> **TASK INSTRUCTIONS**: Omit the pictures and copy the entries exactly.

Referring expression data
===
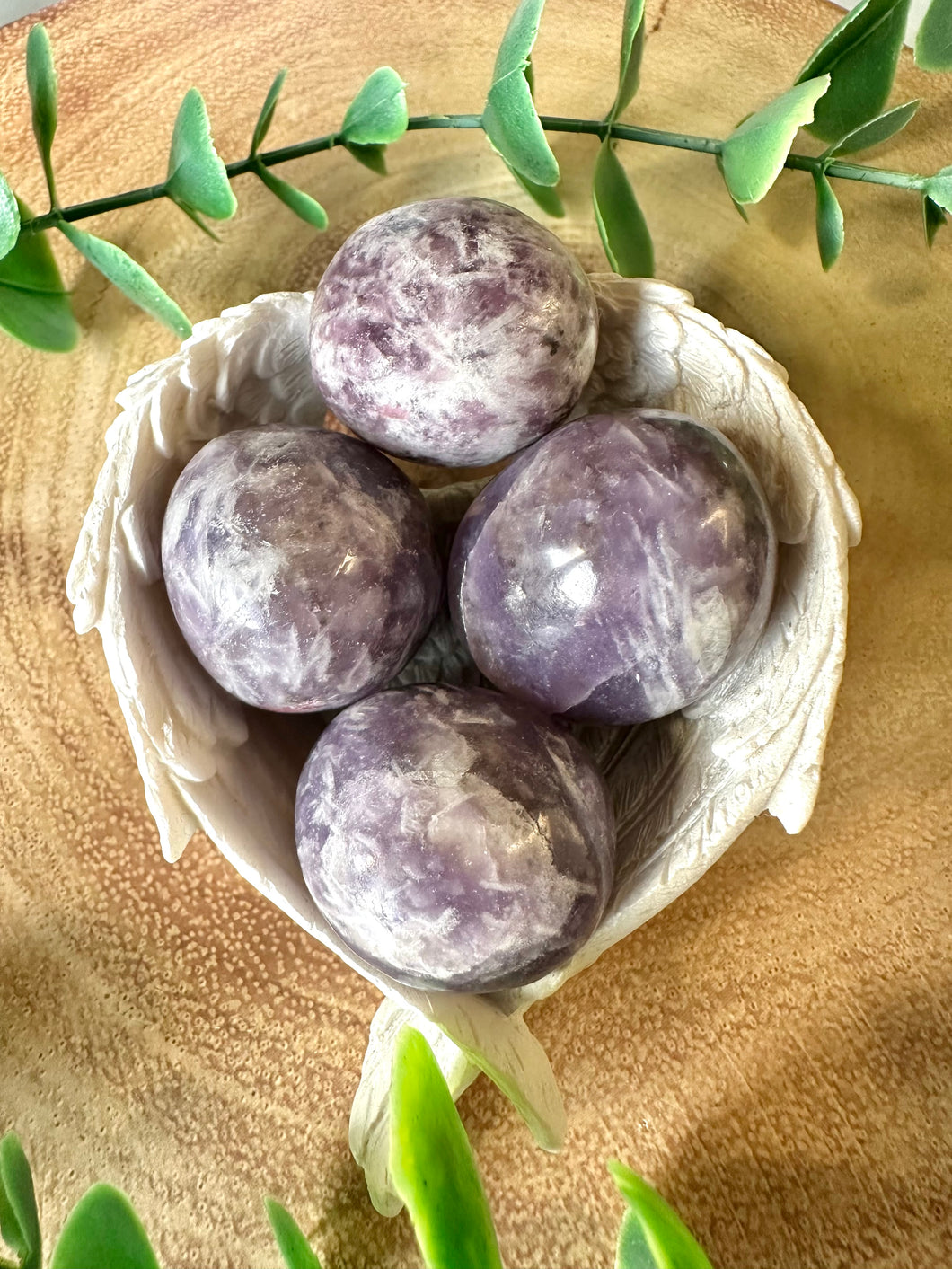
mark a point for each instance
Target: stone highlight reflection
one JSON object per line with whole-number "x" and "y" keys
{"x": 300, "y": 566}
{"x": 454, "y": 839}
{"x": 617, "y": 570}
{"x": 454, "y": 331}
===
> **TASK OUTPUT**:
mark a point for each instance
Target: stone highlight reflection
one JSON object per line with whole-number "x" and "y" keys
{"x": 300, "y": 566}
{"x": 454, "y": 839}
{"x": 617, "y": 570}
{"x": 454, "y": 331}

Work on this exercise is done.